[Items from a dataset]

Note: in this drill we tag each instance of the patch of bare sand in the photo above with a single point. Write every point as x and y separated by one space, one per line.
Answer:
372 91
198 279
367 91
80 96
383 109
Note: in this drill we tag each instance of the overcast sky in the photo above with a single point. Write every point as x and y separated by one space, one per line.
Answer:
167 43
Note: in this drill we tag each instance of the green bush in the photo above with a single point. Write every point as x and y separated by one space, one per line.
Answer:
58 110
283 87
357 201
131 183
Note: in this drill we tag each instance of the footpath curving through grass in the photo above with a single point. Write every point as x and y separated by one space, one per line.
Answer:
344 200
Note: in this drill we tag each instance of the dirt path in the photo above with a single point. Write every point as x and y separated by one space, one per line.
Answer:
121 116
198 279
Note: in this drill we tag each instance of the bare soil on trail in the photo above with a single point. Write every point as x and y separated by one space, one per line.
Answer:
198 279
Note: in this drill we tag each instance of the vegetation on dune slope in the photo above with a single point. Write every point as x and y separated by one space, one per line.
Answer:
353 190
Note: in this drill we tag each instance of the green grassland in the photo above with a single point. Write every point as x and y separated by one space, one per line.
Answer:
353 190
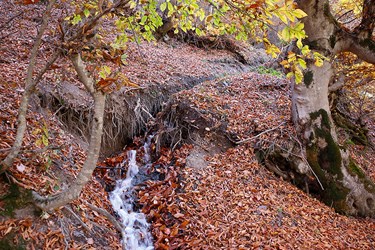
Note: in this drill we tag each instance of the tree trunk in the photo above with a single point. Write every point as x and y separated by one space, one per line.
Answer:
74 190
30 84
344 185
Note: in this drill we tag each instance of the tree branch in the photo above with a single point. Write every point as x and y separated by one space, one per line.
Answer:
367 24
83 75
29 86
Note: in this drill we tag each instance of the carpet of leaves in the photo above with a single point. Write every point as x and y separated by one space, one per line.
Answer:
235 203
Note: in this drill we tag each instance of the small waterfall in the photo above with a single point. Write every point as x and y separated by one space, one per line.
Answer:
136 235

> DESCRIPTION OF THE TASK:
Search the records for the word "space". Copy each line where it appears.

> TASK RESPONSE:
Note: in this drill we tag each instance of the patch of bare sand in the photo above with a single point. Write every point as x and y separated by one space, one per line.
Note: in this drill we tag each instance of the overcast sky in the photo above with a single point. Write every point as x and y separated by one space, one per line.
Note: in this drill we tag each instance of the green bush in the photo above with a single point. Write every point as x and y separated by one space, one per line.
Note: in this drill we tag each instance of the footpath curving through grass in the photo above with a single point. Write every point as x and y separated by one space, one per line.
Note: in this drill we tag each instance of the dirt path in the photo above with a single point. Write every point as x and y separated by one space, one per line.
Note: in this drill we tag each instance of the bare soil on trail in the photo above with a single point. Write every point as x and y separated by one space, one per line.
Note: in this drill we tag each instance of the vegetation on dune slope in the photo above with a single point. Write every point as x and y separated by one space, one per line.
Note: in this drill we tag each instance of the green grassland in the photo above with a single point. Write every point as x and y separated by one space, one per line.
Note: in this drill we tag each instance of the tree trunk in the photo above with a single point. Write every point as x and y separated by one space, one per line.
Note: in this drill we tag each instance of the tree branch in the photo above with a single point. Write every point as x and y separated by one space, one per line.
Note: in this drill we tag each instance of the carpet of leaves in the photo above with a single point. Write every point as x and y separated by one space, one per line.
Note: in this drill we tag each instance of the small waterfall in the photo above with a single point. Write every point as x and y separated by one space, one per line.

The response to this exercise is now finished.